WHAT THE TASK ASKS:
Wherever "towel" shows up in the records below, copy the whole line.

RECORDS TO USE:
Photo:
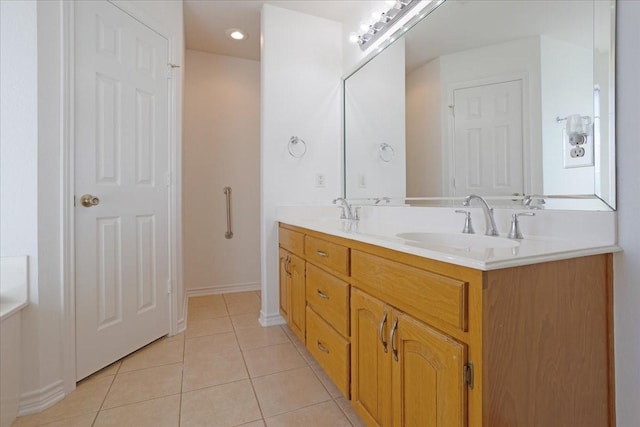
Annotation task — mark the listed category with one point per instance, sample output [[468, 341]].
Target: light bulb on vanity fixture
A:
[[398, 10]]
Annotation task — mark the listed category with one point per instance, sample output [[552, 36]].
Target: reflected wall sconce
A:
[[576, 149], [578, 128], [297, 147]]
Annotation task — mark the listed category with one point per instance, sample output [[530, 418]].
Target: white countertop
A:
[[530, 250]]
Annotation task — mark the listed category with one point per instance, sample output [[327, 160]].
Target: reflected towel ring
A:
[[297, 147], [386, 152]]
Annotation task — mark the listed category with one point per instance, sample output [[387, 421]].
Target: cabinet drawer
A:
[[291, 240], [432, 298], [330, 350], [331, 255], [329, 297]]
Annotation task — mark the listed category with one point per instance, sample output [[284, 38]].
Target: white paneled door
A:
[[488, 139], [121, 167]]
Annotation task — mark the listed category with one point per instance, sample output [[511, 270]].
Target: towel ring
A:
[[297, 147], [386, 152]]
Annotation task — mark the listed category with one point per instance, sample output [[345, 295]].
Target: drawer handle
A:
[[322, 294], [287, 265], [380, 335], [394, 328], [321, 347]]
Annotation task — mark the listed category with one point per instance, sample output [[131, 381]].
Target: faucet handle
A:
[[468, 227], [514, 232]]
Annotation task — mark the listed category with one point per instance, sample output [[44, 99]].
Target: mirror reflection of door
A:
[[487, 153]]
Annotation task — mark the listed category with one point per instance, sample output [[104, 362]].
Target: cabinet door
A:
[[427, 376], [297, 302], [284, 283], [370, 362]]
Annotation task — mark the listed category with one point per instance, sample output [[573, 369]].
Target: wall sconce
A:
[[297, 147]]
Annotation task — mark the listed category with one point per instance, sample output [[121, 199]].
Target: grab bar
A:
[[229, 233]]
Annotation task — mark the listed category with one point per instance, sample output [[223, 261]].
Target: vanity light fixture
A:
[[369, 33], [236, 34]]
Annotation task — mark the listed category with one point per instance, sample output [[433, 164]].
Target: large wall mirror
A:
[[497, 98]]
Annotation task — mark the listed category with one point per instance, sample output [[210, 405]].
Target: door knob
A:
[[89, 201]]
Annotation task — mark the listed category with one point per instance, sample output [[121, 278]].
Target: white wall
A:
[[567, 85], [300, 71], [627, 264], [19, 161], [18, 135], [221, 148], [424, 133], [375, 117], [48, 369]]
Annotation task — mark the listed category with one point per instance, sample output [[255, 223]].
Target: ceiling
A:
[[206, 21]]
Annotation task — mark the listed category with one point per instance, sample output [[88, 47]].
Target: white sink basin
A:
[[459, 241]]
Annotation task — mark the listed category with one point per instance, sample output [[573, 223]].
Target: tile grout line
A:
[[244, 361], [104, 399], [334, 399]]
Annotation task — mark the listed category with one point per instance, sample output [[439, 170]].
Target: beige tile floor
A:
[[225, 370]]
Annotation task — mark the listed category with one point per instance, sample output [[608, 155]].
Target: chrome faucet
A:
[[348, 212], [490, 222]]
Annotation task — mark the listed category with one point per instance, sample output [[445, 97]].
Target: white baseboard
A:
[[271, 319], [181, 326], [39, 400], [223, 289]]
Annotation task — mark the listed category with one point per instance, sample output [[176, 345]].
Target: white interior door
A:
[[121, 157], [488, 139]]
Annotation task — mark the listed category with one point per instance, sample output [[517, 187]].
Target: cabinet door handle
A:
[[394, 349], [380, 334], [322, 294], [321, 347]]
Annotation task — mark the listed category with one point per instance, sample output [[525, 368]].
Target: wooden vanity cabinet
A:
[[403, 372], [418, 342]]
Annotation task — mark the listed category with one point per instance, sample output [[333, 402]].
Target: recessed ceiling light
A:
[[236, 34]]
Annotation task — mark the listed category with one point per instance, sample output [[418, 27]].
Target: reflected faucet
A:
[[490, 222], [347, 210]]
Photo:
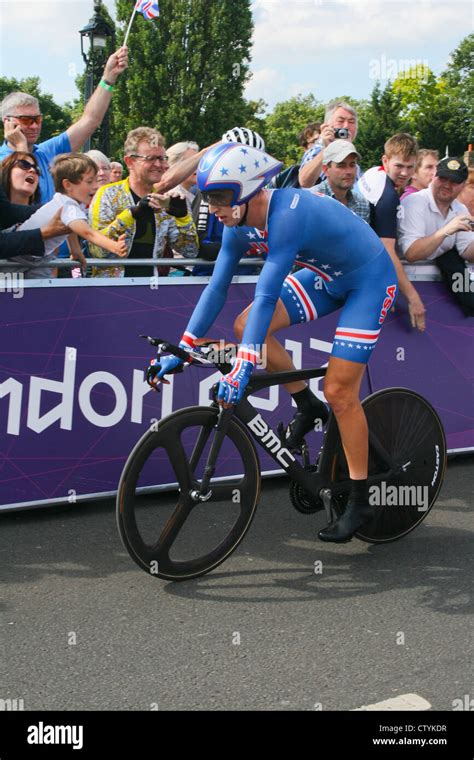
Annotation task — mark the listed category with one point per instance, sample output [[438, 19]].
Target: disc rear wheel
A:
[[407, 451]]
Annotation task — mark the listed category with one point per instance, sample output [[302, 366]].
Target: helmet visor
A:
[[218, 197]]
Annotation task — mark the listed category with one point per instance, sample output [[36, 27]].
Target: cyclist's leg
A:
[[277, 359], [370, 293], [303, 299], [342, 388]]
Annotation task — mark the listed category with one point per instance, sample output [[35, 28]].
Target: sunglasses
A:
[[24, 164], [216, 198], [27, 121], [150, 159]]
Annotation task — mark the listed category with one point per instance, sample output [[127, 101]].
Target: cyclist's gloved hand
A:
[[143, 204], [167, 365], [232, 386]]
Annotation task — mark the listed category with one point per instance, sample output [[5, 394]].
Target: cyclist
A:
[[325, 238]]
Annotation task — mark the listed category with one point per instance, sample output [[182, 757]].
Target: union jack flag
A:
[[148, 8]]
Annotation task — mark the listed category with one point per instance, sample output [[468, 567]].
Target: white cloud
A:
[[264, 83], [306, 30]]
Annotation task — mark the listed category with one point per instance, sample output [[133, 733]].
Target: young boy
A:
[[74, 176], [382, 186]]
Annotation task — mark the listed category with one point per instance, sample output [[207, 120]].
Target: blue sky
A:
[[327, 47]]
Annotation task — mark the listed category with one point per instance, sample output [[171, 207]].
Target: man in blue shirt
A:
[[20, 110], [356, 274]]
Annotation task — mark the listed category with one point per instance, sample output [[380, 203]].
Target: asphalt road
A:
[[83, 628]]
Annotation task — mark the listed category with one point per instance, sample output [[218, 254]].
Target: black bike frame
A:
[[258, 430]]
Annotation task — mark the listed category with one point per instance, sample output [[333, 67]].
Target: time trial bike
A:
[[208, 457]]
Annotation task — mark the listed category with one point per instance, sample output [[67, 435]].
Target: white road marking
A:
[[402, 702]]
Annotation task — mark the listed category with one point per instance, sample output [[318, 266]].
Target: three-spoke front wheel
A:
[[170, 533]]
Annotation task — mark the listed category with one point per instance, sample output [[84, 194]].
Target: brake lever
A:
[[163, 345]]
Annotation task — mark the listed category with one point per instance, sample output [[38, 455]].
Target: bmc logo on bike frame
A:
[[391, 290], [270, 441]]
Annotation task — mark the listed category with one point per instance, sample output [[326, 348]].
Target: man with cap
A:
[[435, 226], [340, 167]]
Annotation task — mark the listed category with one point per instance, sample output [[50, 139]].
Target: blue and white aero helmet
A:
[[244, 136], [236, 167]]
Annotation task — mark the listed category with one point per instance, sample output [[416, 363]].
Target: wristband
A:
[[106, 85]]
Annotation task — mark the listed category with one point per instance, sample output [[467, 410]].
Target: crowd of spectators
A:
[[422, 208]]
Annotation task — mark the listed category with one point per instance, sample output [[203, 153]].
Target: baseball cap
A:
[[453, 169], [338, 150]]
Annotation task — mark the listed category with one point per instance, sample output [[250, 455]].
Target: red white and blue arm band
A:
[[232, 386], [188, 342]]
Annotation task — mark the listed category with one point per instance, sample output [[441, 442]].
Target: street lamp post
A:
[[97, 31]]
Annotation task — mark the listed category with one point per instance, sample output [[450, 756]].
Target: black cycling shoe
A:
[[342, 530], [304, 422]]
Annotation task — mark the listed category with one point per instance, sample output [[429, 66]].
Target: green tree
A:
[[459, 84], [433, 111], [97, 62], [378, 120], [187, 69], [56, 118], [284, 125]]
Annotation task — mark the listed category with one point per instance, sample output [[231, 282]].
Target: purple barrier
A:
[[73, 401]]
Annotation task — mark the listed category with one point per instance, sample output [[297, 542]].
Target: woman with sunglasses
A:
[[20, 178]]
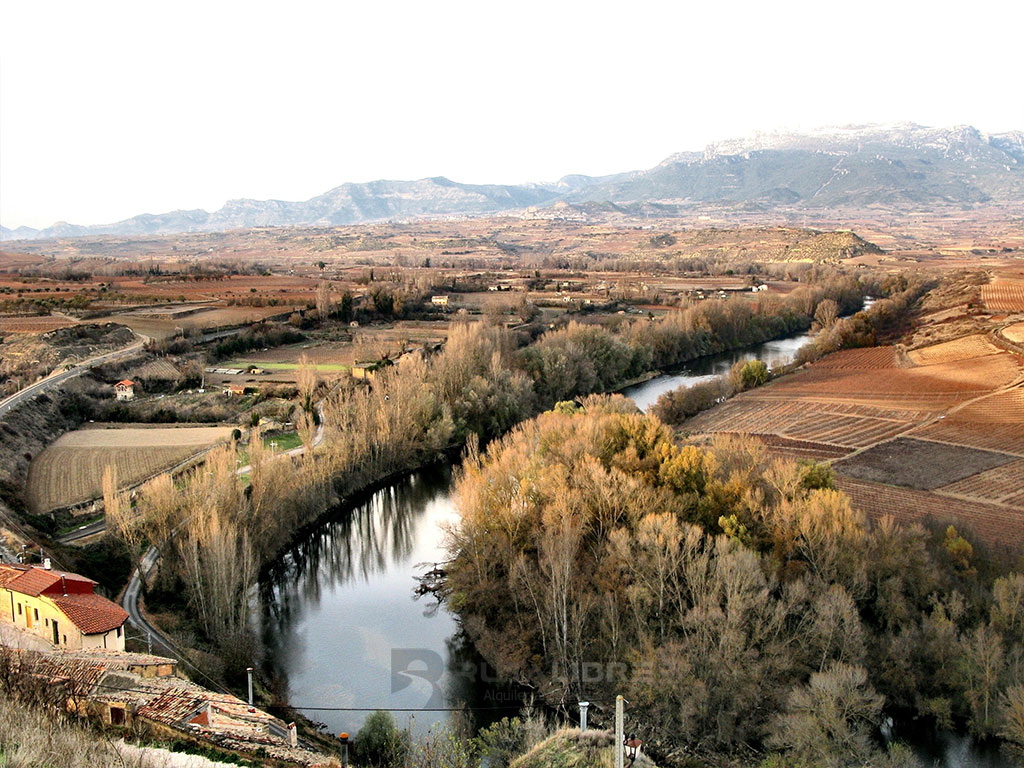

RESPONSE TO THIS EXERCISE:
Target: reflected towel ring
Target: towel ring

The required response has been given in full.